→ **GIVEN RECORDS**:

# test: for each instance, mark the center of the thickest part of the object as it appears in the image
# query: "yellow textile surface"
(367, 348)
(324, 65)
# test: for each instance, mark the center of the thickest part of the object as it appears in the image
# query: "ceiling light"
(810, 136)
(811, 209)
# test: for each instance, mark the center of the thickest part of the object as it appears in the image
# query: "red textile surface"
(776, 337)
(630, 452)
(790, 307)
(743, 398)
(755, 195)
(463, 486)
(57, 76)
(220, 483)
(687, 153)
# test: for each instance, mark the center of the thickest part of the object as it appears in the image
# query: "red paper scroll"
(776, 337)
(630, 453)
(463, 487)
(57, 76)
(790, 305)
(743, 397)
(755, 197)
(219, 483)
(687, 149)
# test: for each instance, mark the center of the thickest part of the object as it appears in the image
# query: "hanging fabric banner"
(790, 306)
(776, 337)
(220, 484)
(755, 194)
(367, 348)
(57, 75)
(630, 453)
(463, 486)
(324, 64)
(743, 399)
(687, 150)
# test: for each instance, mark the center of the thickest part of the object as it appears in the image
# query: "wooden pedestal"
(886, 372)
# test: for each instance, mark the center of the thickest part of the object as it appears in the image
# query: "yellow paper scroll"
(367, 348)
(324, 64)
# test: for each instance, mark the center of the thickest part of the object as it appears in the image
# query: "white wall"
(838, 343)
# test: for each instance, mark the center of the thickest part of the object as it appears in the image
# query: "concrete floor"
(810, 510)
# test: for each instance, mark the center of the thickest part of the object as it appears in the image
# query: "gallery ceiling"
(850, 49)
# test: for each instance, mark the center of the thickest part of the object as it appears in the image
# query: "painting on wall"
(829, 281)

→ **TASK DESCRIPTION**:
Having read the records, return each one exactly.

→ **RESULT FOR THIS EXERCISE**:
# test: for each instance, mark the center of the thickest part of the object as it appears in the image
# query: "yellow textile surface"
(367, 348)
(324, 65)
# test: for each instance, mark the center of the thickest part of the object as it appears in the image
# query: "ceiling light"
(810, 136)
(811, 209)
# test: for each instance, mark the center of the thickest part of the object as it appears in the image
# query: "red textile surface"
(776, 337)
(630, 452)
(790, 307)
(743, 398)
(755, 195)
(463, 486)
(57, 76)
(220, 483)
(687, 153)
# test: for each instance, mark the center of the thickest part of the object as it appears in the image
# query: "red paper scroll"
(776, 337)
(630, 453)
(463, 487)
(57, 76)
(790, 305)
(743, 397)
(755, 197)
(219, 483)
(687, 149)
# test: for each instance, mark the center of the thickest part of the object as it appears in the image
# query: "hanging fabric banner"
(790, 306)
(776, 337)
(220, 484)
(755, 194)
(367, 348)
(57, 75)
(630, 453)
(463, 486)
(324, 64)
(743, 399)
(687, 150)
# test: for each instance, mark the center of the thickest part of the object as it appears in the image
# query: "wooden pedestal"
(886, 372)
# test: for each instance, mark the center of the thickest part of the object as it appears in the image
# query: "yellow paper scroll"
(367, 348)
(324, 64)
# test: for each instance, mark the center of the thickest part of the object as it appears in the image
# query: "white wall"
(838, 343)
# test: for each instance, mark the center of the thickest part of the object as it appears in the image
# query: "concrete floor"
(810, 510)
# test: for each instance, mark the center of the thickest part of the object as it appears in the image
# query: "gallery ceiling"
(850, 49)
# test: for each instance, mark the center of the thickest part of the object as it appears in the image
# query: "painting on wall"
(829, 281)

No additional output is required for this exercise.